● **JOB 1**: Repeat verbatim the lines of the listing below, from the line that contains "Where can the dog's ear" through the final line of the listing, inclusive.

Blog | Cybersecurity & IT
June 13, 2024

Four ways of federating exploding cyber data

Edward Asiedu, MSc
Table of Contents

Federating cyber security data

Large enterprises are in a difficult position when it comes to data.  They are contending with exploding data volumes. They operate in business with multiple incongruent cloud and SIEM applications.  The quest has been on for liberation through effective security tools that scale affordably. From as long ago as 2016, IDC was spotlighting software architectures that rely on highly decoupled distributed systems[1]. In the IDC report, Five Benefits of Decoupling Compute and Storage for Big Data Deployments it was further noted that:

  • Decoupling compute and storage is proving to be useful in big data deployments. It provides increased resource utilization, increased flexibility, and lower costs.

In the intervening years through to the time of writing (2024), this decoupling has been federated to the comparatively cheap, elastic compute and storage of the cloud.  Cloud-based federation has been implemented both by long-established players like Splunk, and new services such as Hunters, Panther, Cribl, Anvilogic and DataBee, which define themselves in part by this decoupled, federated architecture.

● **EXERCISE MATERIALS**:
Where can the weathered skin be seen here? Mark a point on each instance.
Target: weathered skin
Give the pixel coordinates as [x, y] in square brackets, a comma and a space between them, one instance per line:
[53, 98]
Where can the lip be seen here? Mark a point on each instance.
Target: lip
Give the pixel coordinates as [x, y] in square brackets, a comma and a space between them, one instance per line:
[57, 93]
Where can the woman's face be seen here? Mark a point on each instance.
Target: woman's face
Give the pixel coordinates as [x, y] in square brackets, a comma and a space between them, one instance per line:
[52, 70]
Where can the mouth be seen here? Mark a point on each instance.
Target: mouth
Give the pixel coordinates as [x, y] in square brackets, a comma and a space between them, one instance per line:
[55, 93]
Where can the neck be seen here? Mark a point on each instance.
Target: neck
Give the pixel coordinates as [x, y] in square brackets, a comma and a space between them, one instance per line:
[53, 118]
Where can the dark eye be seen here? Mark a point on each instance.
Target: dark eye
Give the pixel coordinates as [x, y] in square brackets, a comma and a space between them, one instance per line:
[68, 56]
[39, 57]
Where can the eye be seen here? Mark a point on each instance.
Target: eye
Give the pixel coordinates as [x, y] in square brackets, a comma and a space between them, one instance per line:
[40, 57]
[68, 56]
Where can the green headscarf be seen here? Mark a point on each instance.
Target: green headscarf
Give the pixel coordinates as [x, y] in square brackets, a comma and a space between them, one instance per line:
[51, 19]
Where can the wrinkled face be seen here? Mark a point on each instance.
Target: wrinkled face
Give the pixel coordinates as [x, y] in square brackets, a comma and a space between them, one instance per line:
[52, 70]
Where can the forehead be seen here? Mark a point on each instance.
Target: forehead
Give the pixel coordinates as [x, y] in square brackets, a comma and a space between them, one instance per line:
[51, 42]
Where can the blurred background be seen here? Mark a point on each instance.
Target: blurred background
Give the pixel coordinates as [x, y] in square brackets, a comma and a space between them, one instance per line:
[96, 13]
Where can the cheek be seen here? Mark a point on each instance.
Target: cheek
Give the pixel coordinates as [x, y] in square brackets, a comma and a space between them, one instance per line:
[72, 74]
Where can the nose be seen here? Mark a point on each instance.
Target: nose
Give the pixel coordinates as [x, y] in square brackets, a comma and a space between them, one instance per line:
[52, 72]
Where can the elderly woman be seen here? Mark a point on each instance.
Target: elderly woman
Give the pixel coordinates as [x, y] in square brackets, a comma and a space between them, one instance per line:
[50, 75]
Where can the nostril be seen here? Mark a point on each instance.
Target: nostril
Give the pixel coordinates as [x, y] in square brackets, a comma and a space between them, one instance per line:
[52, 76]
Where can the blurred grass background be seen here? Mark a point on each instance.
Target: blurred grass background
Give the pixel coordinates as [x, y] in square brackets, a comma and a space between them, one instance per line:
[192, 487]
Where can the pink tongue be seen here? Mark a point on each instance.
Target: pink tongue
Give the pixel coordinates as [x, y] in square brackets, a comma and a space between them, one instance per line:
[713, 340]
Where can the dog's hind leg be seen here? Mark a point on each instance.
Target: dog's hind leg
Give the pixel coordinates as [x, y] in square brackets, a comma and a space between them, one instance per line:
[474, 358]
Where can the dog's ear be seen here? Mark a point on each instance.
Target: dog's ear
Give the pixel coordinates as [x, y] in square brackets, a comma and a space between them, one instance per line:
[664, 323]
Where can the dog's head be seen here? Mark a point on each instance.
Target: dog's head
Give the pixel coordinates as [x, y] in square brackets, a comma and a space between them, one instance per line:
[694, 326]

● **JOB 2**: Duplicate word for word the part of the blog post above on federating cyber data that runs between "Edward Asiedu, MSc" and "and lower costs.", inclusive.

● **COMPLETE OUTPUT 1**:
Where can the dog's ear be seen here? Mark a point on each instance.
Target: dog's ear
Give the pixel coordinates as [x, y] in square brackets, a comma and a space between them, one instance per line:
[664, 323]
Where can the dog's head be seen here? Mark a point on each instance.
Target: dog's head
Give the pixel coordinates as [x, y] in square brackets, a comma and a space between them, one instance per line:
[694, 326]

● **COMPLETE OUTPUT 2**:
Edward Asiedu, MSc
Table of Contents

Federating cyber security data

Large enterprises are in a difficult position when it comes to data.  They are contending with exploding data volumes. They operate in business with multiple incongruent cloud and SIEM applications.  The quest has been on for liberation through effective security tools that scale affordably. From as long ago as 2016, IDC was spotlighting software architectures that rely on highly decoupled distributed systems[1]. In the IDC report, Five Benefits of Decoupling Compute and Storage for Big Data Deployments it was further noted that:

  • Decoupling compute and storage is proving to be useful in big data deployments. It provides increased resource utilization, increased flexibility, and lower costs.